**Description of the task**
Reproduce the records below from the line with "For the mapping pass, tag each instance of the turn" through the end of the records, requests included, scaling every point coordinate in the answers by 0.55 and rounding each to a whole number, with halves rounded up. Give only those lines.

Stored items:
·····

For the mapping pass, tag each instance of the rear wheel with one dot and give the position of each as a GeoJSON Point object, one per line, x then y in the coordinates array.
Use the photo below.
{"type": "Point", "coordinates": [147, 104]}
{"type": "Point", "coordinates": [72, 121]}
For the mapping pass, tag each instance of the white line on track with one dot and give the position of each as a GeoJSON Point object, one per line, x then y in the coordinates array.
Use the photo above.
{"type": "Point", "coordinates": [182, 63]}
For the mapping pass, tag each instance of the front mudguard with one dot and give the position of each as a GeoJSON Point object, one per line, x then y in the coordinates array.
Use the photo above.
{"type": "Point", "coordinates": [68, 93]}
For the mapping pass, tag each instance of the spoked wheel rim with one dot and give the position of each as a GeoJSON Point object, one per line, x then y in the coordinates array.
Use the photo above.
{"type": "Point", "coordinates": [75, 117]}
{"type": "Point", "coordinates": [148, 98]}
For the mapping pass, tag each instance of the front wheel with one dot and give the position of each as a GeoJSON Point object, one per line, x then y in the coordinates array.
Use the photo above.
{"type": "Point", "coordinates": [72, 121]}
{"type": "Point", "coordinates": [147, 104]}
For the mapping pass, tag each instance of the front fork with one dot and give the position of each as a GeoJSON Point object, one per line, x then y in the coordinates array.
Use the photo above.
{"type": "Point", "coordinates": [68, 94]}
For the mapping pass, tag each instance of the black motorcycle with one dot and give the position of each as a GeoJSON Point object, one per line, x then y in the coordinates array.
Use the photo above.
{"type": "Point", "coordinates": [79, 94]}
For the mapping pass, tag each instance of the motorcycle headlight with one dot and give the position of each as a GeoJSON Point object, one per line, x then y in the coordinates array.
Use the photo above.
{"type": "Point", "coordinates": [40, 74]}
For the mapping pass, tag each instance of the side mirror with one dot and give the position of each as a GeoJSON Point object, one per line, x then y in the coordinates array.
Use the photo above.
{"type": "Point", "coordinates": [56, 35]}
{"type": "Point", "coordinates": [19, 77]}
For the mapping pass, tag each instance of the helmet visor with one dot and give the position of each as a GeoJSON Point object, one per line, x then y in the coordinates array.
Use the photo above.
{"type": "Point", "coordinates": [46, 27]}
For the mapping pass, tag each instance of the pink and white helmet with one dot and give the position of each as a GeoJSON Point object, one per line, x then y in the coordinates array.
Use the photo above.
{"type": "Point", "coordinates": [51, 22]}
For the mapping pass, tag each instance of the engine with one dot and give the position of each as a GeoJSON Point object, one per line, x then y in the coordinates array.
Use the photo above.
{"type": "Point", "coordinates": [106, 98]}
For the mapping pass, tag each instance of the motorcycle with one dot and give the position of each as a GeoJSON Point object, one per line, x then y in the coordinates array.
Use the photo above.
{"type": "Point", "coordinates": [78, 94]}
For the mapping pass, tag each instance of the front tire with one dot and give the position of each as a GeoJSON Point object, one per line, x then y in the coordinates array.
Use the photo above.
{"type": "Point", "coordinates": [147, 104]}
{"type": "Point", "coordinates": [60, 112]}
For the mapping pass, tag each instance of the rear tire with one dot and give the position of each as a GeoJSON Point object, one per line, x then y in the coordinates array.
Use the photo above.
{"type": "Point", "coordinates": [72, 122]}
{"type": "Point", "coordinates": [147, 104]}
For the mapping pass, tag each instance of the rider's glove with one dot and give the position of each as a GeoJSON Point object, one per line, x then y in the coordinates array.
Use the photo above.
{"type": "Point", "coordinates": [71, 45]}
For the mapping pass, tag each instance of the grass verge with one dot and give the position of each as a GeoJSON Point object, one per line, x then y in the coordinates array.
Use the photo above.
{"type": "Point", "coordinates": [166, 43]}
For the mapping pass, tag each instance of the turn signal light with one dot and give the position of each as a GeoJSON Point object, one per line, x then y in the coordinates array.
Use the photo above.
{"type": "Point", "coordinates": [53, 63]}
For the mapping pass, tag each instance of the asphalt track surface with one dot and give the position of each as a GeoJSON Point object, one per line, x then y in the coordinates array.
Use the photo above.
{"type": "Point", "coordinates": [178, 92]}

·····

**Correct response**
For the mapping pass, tag each instance of the turn signal light with one dot and give the position of each as a GeoJSON Point object, one per line, x then y in the coordinates array.
Use the photo above.
{"type": "Point", "coordinates": [29, 35]}
For the mapping pass, tag each instance of the asphalt track surface with one dot and give the position of each as a GeoJSON Point object, one per line, x then y in the coordinates array.
Use the photo above.
{"type": "Point", "coordinates": [98, 51]}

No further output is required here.